::: SOURCE TEXT
Debugging 100% CPU usage in production Ruby on Rails systems

over 6 years ago

Today I noticed one of our customer containers was running really high on CPU.

# top -bn1 

190 discour+  20   0 2266292 205128  15656 S  86.7  0.3   9377:35 ruby

# ps aux

discour+   190 19.4  0.3 2266292 207096 ?      Sl    2017 9364:38 sidekiq 5.0.5 discourse [1 of 5 busy]

Looks like sidekiq is stuck on a job.

Where is it stuck?

Usually, this is where the story ends and another series of questions start

Can we reproduce this on staging or development?
What code changed recently?
Why is perf trace not giving me anything I can work with?
How awesome is my Sidekiq logging?
Where is my divining rod?

Julia Evans is working on a fantastic profiler that will allow us to answer this kind of question real quick. But in the meantime, is there anything we can do?

rbtrace + stackprof

At Discourse we include rbtrace and stackprof in our Gemfile.

gem 'rbtrace'
gem 'stackprof', require: false

We always load up rbtrace in production, it allows us a large variety of production level debugging. stackprof is loaded on-demand.

In this particular case I simply run:

# rbtrace -p 190 -e 'Thread.new{ require "stackprof"; StackProf.start(mode: :cpu); sleep 2; StackProf.stop; StackProf.results("/tmp/perf"); }'

This injects a new thread that enables stackprof globally and finally writes the performance data to /tmp/perf

This dump can easily be analyzed:

# stackprof /tmp/perf
==================================
  Mode: cpu(1000)
  Samples: 475 (0.63% miss rate)
  GC: 0 (0.00%)
==================================
     TOTAL    (pct)     SAMPLES    (pct)     FRAME
       473  (99.6%)         473  (99.6%)     #<Class:0x00007fac08218020>::Typography.to_html_french
         4   (0.8%)           1   (0.2%)     #<Module:0x00007fac080c3620>.reap_connections

In fact, we can even collect backtraces and generate flamegraphs in stackprof, so I strongly recommend reading through the readme.

So there you have it, my culprit is:

text.gsub(/(\s|)+([!?;]+(\s|\z))/, '&thinsp;\2\3')

A regular expression consuming 100% CPU in production, this has got to be a first

Posted by: Sam Permalink | Comments (13)
::::::
> _PROBLEMS_:
a - Answer these questions about the CPU debugging post:
(i) Which two gems does Discourse include in its Gemfile?
(ii) To which path does the injected thread write the performance data?
(iii) Which frame accounts for 99.6% of the samples in the stackprof output?
b - Resume the CPU debugging post, picking up right after its final line.
You will not need the rows.
::: SUPPLIED ENTRIES
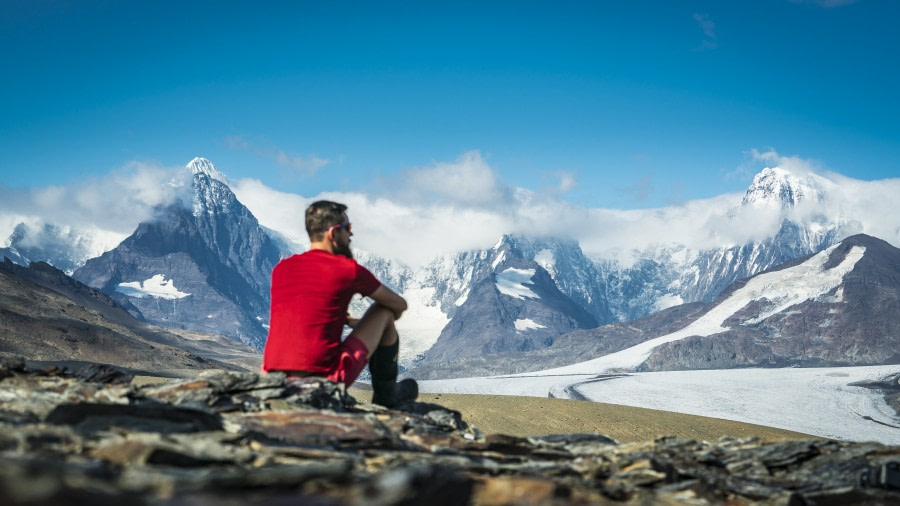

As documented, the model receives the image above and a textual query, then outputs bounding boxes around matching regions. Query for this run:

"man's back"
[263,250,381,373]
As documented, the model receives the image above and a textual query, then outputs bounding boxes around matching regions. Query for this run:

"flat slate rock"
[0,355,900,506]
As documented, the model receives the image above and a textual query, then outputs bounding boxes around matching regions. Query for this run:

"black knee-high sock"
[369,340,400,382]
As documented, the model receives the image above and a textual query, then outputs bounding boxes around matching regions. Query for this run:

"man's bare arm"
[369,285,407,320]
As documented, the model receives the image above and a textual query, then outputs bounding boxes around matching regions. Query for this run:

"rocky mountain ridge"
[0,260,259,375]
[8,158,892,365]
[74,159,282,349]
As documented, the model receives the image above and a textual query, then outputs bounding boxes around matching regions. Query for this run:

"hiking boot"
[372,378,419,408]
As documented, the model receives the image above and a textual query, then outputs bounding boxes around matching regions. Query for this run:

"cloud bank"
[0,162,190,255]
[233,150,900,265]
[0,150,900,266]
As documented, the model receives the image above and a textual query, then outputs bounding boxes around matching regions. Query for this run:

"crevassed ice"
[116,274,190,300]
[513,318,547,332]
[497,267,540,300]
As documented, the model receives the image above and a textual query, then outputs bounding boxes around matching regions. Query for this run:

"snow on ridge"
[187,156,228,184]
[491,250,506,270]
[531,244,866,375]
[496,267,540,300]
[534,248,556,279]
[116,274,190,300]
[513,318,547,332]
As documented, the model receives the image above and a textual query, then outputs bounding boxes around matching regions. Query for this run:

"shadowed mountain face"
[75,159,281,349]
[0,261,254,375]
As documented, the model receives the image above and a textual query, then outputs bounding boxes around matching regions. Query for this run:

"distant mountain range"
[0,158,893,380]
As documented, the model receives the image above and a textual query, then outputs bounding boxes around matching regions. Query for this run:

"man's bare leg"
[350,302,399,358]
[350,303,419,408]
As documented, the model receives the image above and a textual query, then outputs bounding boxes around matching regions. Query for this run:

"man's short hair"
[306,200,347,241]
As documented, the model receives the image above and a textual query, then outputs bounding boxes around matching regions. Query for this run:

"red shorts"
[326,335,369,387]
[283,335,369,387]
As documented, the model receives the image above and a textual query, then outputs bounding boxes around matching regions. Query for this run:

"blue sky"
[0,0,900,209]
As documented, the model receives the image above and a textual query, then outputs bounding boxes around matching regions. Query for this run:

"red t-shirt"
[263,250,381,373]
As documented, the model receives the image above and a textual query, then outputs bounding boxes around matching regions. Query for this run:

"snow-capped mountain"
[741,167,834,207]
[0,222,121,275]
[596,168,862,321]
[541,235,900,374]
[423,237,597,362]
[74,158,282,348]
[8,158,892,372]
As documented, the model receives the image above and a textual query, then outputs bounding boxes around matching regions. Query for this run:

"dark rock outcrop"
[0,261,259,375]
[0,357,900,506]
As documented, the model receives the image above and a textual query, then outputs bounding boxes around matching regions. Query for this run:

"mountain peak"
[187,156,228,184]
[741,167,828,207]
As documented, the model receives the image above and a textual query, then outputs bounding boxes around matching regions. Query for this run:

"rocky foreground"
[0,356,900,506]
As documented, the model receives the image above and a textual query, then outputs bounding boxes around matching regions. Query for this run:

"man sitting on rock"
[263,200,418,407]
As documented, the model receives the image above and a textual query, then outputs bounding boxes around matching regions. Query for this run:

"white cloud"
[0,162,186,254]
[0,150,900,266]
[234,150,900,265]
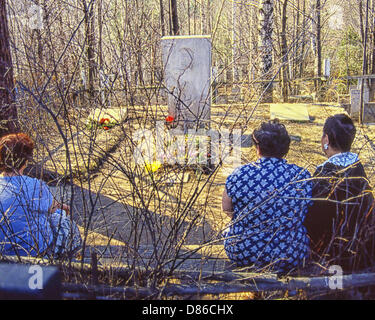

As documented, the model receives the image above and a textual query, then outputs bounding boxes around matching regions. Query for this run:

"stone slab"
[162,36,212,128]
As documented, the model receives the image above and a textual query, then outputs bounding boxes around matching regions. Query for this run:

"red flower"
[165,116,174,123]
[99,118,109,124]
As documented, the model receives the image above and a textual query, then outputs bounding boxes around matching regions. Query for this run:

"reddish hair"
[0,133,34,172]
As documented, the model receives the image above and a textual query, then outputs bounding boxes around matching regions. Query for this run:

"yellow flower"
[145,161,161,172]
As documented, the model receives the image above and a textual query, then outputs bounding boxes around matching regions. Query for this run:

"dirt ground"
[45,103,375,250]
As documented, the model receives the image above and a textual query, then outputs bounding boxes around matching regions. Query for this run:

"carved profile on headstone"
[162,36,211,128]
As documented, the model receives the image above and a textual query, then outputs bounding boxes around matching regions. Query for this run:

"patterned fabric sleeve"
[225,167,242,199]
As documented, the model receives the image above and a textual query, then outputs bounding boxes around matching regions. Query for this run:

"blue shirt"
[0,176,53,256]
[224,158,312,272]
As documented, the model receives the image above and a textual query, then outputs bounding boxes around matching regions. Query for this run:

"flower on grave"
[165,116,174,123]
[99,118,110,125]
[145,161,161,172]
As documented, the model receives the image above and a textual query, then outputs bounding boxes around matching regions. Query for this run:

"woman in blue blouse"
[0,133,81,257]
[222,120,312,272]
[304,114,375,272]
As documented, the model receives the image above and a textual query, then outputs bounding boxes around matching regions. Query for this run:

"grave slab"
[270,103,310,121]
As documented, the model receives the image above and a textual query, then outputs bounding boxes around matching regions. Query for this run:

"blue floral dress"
::::::
> _RESULTS FOR EACH TASK_:
a -
(i) rbtrace and stackprof
(ii) /tmp/perf
(iii) #<Class:0x00007fac08218020>::Typography.to_html_french

b -
Comments

Sam Saffron about 6 years ago

Some people asked me what was the text that exploded the regex and how did I fix it:

A repro is here

gist.github.com

https://gist.github.com/SamSaffron/e2e1f7e1204c59292660cdfd0c2ea850

regex.rb

DATA.read.gsub(/(\s|)+([!?;]+(\s|\z))/, '&thinsp;\2\3')


__END__

GET /wp-login.php HTTP/1.1                                                          69 
GET /show.aspx HTTP/1.1                                                             15

For my part I removed the offending code for now. I am not even entirely sure what my customer was trying to do with the regex.

Kevin Vo about 6 years ago

Can you guys help me? Do you know what’s wrong?

hello_world$ rbtrace -p 14369 -e “Thread.new{ require ‘stackprof’; StackProf.start(mode: :cpu); sleep 2; StackProf.stop;”
Error: argument --pid (pid is not listening for messages, did you require "rbtrace").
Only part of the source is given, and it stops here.